--- Task material ---

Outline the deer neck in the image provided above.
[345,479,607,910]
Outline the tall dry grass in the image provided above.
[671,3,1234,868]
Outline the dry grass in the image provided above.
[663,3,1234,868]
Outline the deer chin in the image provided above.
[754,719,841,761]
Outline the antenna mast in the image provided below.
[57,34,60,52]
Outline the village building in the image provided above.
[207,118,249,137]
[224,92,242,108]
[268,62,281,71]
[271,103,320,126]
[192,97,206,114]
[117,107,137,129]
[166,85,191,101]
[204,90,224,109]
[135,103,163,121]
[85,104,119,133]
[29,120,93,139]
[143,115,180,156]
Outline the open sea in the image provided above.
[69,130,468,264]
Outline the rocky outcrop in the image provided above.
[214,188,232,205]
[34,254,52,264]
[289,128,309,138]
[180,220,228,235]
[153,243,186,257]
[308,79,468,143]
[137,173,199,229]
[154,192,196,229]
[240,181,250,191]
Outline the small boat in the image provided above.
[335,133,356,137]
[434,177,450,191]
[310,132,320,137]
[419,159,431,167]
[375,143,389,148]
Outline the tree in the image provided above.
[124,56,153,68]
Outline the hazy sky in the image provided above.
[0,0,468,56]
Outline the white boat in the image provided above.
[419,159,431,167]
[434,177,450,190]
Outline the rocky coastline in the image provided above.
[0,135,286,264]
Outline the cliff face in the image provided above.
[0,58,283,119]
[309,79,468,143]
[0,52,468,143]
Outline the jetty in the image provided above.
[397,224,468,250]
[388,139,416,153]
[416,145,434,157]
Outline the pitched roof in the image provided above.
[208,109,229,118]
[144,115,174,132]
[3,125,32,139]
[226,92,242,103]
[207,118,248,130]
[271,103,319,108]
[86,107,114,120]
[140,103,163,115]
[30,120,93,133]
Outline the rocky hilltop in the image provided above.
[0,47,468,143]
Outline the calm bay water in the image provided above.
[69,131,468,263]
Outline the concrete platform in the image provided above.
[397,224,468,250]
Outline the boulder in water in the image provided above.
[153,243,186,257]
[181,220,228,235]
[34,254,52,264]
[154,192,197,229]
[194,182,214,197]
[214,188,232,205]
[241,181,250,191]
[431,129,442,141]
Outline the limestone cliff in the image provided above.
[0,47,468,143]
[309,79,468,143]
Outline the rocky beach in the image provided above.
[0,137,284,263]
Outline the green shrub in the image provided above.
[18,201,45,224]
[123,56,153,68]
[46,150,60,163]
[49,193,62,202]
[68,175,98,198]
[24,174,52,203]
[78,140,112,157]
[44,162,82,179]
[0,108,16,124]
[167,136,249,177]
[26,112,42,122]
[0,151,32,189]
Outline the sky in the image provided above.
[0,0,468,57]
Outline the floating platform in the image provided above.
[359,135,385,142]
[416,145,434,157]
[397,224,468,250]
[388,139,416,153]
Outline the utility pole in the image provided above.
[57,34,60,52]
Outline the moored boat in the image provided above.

---

» **Exercise objective**
Please reproduce the data above with every "Outline" swapped for "Locate". Change nothing else.

» **Finished task**
Locate the deer neck in the image provided above.
[345,479,607,910]
Locate the tall dry grass in the image provided above.
[671,3,1234,868]
Locate the dry grass in the image provided above.
[663,3,1234,868]
Locate the deer chin in the image provided above.
[754,719,841,761]
Locate the antenna mast in the image provided below.
[57,34,60,52]
Locate the village building in the image provided above.
[207,118,249,137]
[224,92,242,108]
[268,62,281,71]
[271,103,320,126]
[192,97,206,114]
[117,107,137,129]
[166,85,191,101]
[204,90,224,109]
[135,103,163,121]
[85,104,119,133]
[29,120,93,139]
[143,115,180,156]
Locate the open sea in the image provided above.
[69,130,468,264]
Locate the rocky outcrop in the image provided above.
[214,188,232,205]
[34,254,52,264]
[289,128,309,138]
[180,220,228,235]
[153,243,186,257]
[308,79,468,143]
[137,173,199,229]
[154,192,196,229]
[240,181,250,191]
Locate the small boat in the image provided above.
[335,133,356,137]
[434,177,450,191]
[310,132,320,137]
[419,159,431,167]
[375,143,389,148]
Locate the tree in the image provided above.
[124,56,153,68]
Locate the hazy sky in the image provided above.
[0,0,468,56]
Locate the white boat in the image provided above.
[419,159,431,167]
[434,177,450,190]
Locate the rocky coastline in the image provided above.
[0,135,286,264]
Locate the cliff face in the image provided above.
[0,58,283,119]
[309,79,468,143]
[0,52,468,143]
Locate the jetty in the image provided above.
[397,224,468,250]
[388,139,416,153]
[416,145,434,157]
Locate the pitched roof in the image provided above.
[208,109,229,118]
[144,115,174,132]
[3,125,32,139]
[226,92,242,103]
[207,118,248,130]
[271,103,319,108]
[86,107,114,120]
[140,103,163,115]
[30,120,93,133]
Locate the rocky hilltop in the image provided above.
[0,47,468,143]
Locate the calm bay water in the image provided above.
[69,131,468,263]
Locate the concrete platform in the image provided above.
[397,224,468,250]
Locate the boulder in water in the image provided above.
[153,243,186,257]
[181,220,228,235]
[34,254,52,264]
[154,192,197,229]
[194,182,214,197]
[214,188,232,205]
[241,181,250,191]
[431,129,442,141]
Locate the limestone cliff in the image provided above.
[0,47,468,143]
[309,79,468,143]
Locate the rocky beach in the image provided above.
[0,137,284,263]
Locate the green shrub in the image provided above.
[18,201,45,224]
[123,56,153,68]
[46,150,60,163]
[49,193,62,202]
[68,175,98,198]
[24,174,52,203]
[78,140,112,157]
[44,162,82,179]
[0,108,16,124]
[167,136,249,177]
[26,112,42,122]
[0,151,32,189]
Locate the sky in the image provided above.
[0,0,468,57]
Locate the floating platform in the image provided above.
[359,135,385,142]
[416,145,434,157]
[397,224,468,250]
[388,139,416,153]
Locate the utility pole in the image provided above.
[57,34,60,52]
Locate the moored boat in the image provided above.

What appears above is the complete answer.